§ Text shown:
=== Begin Enclosure ===
Not only has my anxiety caused this trait to be heightened it sometimes causes me to have heightened negative emotions. I sometimes feel things so much stronger than I used to and what I mean by this is, when I’m sad I can sometimes cry so hard I can’t see through the tears, when I’m angry I can cry so long and hard it will sound like I’m hyperventilating, and when I’ve made a mistake, I can be so hard on myself that I will stay in bed all day and repeat my wrongdoing in my head to figure out how I can make it right and not do it again. This last one is less than pleasant and to be honest I am still trying to find out how to properly deal with this one. As I have mentioned in previous posts I still work with a therapist at times and this really helps, to be able to let it all out on the table and utilize her advice to help me cope. One of the things she has been helping me with is self-compassion. Trying to help me realize that everyone makes mistakes, even if they are sometimes repeated. She has also suggested that we reflect on the day and sometimes the week leading up to when that mistake was made, write it down, and discuss it with her to work to see if we can get to a root cause as to why I keep repeating. I do suggest if access to a therapist is not available, speak to one of your closest friends or family members and go over what you’ve written down. What was going on the day or week to lead to this repetitive mistake? It can sometimes unleash answers you were definitely not expecting as it’s sometimes not obvious to us. Can you pick out a pattern in each of these times? Oftentimes, I will find a pattern after I’ve reflected and spoken with her and it helps me be able to work on the progress so this mistake doesn’t re-occur. But depending on my mistake or mishap it does take time, as it’s a process which I sometimes forget and want to be fixed right away. Yes I am also impatient at times but will admit to being ok with this.
=== End Enclosure ===
§ Work request 1:
Do these statements agree with the text on anxiety and heightened emotions? For each, answer yes or no and quote the words that decide it.
(a) The therapist suggested writing down reflections on the day or week before a mistake was made.
(b) The writer no longer works with a therapist.
(c) The writer has found a good way to deal with being hard on themselves after a mistake.
§ Work request 2: Write a continuation of the text on anxiety and heightened emotions, starting right after its last sentence.

§ Extracted information:
=== Begin Enclosure ===
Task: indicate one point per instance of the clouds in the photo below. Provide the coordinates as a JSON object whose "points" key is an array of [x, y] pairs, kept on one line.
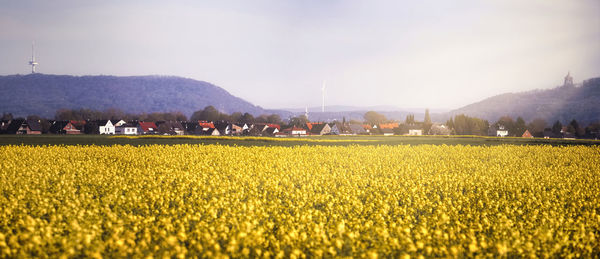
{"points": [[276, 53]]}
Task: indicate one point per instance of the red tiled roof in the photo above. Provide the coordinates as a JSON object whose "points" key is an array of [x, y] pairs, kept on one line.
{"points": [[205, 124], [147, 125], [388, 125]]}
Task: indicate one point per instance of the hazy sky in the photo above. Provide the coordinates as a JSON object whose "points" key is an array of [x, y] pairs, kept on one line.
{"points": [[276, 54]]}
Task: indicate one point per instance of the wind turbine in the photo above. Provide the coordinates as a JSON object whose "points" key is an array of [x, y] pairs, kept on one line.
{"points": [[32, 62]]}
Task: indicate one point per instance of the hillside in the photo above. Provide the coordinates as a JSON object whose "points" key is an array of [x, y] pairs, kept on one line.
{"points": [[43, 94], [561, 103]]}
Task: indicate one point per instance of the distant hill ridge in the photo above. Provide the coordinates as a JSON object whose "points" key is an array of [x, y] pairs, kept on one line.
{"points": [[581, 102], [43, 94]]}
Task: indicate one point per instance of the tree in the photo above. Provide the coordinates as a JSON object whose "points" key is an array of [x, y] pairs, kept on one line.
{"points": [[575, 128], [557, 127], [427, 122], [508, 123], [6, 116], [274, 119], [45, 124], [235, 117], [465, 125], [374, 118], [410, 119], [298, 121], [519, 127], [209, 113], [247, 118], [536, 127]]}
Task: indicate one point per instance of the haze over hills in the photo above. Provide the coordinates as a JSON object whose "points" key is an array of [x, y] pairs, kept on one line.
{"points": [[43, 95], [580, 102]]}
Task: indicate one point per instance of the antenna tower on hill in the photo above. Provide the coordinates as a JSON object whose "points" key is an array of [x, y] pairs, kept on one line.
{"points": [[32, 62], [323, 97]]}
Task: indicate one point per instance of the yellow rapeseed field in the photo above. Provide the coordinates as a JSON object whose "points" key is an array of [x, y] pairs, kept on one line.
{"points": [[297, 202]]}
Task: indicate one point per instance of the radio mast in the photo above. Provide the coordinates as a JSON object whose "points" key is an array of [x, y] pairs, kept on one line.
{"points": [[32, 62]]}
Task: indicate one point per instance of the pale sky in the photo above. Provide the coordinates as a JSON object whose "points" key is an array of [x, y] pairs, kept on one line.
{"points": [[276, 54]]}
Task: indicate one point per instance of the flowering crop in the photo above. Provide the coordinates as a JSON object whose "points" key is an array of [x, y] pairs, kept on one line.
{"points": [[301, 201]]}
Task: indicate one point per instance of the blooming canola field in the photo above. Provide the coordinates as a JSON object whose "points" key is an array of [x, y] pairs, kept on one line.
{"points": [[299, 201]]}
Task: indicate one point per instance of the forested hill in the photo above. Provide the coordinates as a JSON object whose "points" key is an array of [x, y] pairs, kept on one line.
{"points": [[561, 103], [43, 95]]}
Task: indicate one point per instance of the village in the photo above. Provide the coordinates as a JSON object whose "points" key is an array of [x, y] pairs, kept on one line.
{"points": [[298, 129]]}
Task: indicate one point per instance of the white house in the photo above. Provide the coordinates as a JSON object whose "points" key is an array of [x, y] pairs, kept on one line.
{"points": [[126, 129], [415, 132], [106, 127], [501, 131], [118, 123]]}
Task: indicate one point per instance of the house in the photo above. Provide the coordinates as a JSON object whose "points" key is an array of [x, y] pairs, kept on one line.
=== End Enclosure ===
=== Begin Enclosure ===
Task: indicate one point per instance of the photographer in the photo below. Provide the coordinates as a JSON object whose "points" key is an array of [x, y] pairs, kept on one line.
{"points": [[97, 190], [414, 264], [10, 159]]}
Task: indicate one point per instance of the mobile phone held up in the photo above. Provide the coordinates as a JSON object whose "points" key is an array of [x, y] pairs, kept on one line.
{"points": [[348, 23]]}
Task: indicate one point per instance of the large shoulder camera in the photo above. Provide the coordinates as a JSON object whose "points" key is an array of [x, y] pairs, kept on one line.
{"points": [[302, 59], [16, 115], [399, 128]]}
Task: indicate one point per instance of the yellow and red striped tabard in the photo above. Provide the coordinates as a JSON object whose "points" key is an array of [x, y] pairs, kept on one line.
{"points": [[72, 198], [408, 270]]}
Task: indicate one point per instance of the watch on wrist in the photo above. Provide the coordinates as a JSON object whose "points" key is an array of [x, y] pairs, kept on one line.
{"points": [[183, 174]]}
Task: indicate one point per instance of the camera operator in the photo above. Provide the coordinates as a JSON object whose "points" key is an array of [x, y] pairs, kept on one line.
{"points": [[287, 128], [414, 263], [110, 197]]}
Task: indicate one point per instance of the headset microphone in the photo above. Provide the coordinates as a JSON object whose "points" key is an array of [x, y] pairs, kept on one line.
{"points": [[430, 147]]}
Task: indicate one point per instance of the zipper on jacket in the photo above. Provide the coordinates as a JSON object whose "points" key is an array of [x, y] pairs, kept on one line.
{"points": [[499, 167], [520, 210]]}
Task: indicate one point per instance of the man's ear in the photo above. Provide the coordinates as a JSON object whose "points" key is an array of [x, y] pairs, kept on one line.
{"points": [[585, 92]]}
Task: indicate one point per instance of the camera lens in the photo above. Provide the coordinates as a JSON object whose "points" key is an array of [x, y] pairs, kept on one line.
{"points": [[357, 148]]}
=== End Enclosure ===
=== Begin Enclosure ===
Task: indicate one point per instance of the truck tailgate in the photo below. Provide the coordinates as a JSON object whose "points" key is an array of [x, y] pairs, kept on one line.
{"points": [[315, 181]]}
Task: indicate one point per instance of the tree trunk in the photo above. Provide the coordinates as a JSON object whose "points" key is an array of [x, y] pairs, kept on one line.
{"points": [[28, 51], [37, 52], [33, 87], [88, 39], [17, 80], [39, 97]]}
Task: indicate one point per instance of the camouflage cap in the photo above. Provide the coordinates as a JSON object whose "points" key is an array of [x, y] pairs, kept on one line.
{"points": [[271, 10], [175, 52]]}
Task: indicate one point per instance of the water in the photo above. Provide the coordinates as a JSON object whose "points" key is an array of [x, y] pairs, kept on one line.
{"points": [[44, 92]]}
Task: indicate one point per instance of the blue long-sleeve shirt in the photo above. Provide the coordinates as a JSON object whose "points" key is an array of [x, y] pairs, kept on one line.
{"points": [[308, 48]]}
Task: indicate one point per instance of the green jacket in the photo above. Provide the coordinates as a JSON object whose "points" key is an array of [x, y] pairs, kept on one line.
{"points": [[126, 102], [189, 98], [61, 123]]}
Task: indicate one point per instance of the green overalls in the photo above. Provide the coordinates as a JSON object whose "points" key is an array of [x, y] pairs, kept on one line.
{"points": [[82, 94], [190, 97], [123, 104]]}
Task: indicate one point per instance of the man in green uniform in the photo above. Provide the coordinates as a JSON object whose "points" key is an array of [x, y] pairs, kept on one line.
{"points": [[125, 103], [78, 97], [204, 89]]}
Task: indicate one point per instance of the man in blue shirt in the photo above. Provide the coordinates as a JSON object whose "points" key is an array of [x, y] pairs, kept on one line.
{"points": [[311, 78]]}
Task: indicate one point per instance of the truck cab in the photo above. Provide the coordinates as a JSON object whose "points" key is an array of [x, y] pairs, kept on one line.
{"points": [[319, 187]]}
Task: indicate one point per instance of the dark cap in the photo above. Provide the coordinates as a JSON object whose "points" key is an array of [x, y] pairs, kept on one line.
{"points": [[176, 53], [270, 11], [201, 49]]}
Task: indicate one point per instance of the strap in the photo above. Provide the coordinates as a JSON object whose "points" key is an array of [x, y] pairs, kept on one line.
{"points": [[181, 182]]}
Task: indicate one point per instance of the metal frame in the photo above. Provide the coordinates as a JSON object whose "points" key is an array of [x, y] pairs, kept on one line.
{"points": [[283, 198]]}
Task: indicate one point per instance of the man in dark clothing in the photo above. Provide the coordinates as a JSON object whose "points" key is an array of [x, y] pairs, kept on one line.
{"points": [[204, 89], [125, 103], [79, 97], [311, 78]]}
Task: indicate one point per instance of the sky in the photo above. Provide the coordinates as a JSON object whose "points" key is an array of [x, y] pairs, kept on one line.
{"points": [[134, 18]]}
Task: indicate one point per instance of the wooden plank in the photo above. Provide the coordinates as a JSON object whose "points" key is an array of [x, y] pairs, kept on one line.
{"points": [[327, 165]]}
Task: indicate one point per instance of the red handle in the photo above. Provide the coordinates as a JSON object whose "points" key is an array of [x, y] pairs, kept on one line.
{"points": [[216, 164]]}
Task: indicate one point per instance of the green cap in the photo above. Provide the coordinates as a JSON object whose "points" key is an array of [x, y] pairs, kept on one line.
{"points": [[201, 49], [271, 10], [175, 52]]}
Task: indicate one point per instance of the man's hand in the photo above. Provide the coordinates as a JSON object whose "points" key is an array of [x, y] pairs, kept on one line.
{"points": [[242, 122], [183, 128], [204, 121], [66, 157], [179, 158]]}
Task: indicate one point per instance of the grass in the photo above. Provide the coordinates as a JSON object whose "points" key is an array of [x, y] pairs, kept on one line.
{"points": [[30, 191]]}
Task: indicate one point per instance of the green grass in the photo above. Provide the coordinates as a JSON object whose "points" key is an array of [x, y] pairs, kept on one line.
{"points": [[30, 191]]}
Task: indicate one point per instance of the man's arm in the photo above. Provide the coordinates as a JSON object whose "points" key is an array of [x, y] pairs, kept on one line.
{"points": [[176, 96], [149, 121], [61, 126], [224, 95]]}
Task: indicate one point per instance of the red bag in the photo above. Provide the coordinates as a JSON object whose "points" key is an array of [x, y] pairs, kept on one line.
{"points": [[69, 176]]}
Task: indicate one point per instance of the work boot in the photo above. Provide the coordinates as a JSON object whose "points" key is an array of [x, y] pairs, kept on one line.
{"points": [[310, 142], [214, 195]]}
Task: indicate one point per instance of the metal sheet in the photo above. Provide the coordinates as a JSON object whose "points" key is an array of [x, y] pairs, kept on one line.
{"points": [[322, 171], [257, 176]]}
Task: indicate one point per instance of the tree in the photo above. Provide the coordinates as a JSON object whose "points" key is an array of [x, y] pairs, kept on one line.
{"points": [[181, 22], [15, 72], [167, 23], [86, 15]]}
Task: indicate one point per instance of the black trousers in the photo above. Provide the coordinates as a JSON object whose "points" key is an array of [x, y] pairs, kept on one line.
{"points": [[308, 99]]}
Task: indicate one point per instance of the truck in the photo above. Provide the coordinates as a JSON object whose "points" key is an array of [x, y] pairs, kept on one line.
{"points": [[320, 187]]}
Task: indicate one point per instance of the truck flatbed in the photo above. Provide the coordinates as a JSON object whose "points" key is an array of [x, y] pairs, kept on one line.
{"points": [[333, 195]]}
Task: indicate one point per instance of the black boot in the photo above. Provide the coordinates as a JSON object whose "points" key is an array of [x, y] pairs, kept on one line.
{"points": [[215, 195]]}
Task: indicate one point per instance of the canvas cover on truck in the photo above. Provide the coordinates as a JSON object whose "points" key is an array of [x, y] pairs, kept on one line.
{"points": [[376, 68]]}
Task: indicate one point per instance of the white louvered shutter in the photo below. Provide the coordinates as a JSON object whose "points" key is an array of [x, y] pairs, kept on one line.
=== End Enclosure ===
§ Output 1:
(a) Yes: "She has also suggested that we reflect on the day and sometimes the week leading up to when that mistake was made, write it down, and discuss it with her"
(b) No: "I still work with a therapist at times and this really helps"
(c) No: "I am still trying to find out how to properly deal with this one."

§ Output 2:
As you all know, I’m big on resources when I can’t see my therapist and my dad actually recommended this book that really opens your mind when dealing with certain emotions, it’s called: “Letting Go – The Pathway of Surrender” by Dr. David R. Hawkins. I will say that it’s not a book you can sit and read for hours on end but it is a book that speaks of effective ways of letting go of negativity and I definitely recommend it. Especially, if like me, you have heightened emotions and tend to feel certain things a lot stronger.
Working on the heightened negative emotions is a process in and of itself. One I have not mastered yet but am trying to, especially when it comes to making mistakes, big or small. Luckily, apart from my therapist, I have a great support network of girlfriends. We’ve built a sort of foundation for one another where we can have open and honest communications with one another as well as go out and have fun. You ladies know who you are 😊 and as for me being A LOT…I am no longer sorry for it. Really I don’t think I ever was but I no longer worry about it. It’s who I am and I like to be overly excited and dance in supermarkets. Never be sorry for who you are! If it is something that makes you feel any negative emotion or has a negative impact on your family and friendships, then I definitely encourage you to reflect and begin the process to help you grow.